▶ **EXERCISE TASK**:
Reproduce the following material verbatim, keeping every line unchanged.

## Start SUPPLIED RECORDS

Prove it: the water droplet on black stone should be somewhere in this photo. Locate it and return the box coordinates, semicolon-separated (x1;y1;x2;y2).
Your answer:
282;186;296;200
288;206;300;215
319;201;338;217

## End SUPPLIED RECORDS

▶ **RESULT OF THIS EXERCISE**:
Prove it: the water droplet on black stone should be somewhere in this photo. Locate it and return the box coordinates, semicolon-separated (x1;y1;x2;y2).
Your answer:
282;186;296;200
288;206;300;215
319;201;338;217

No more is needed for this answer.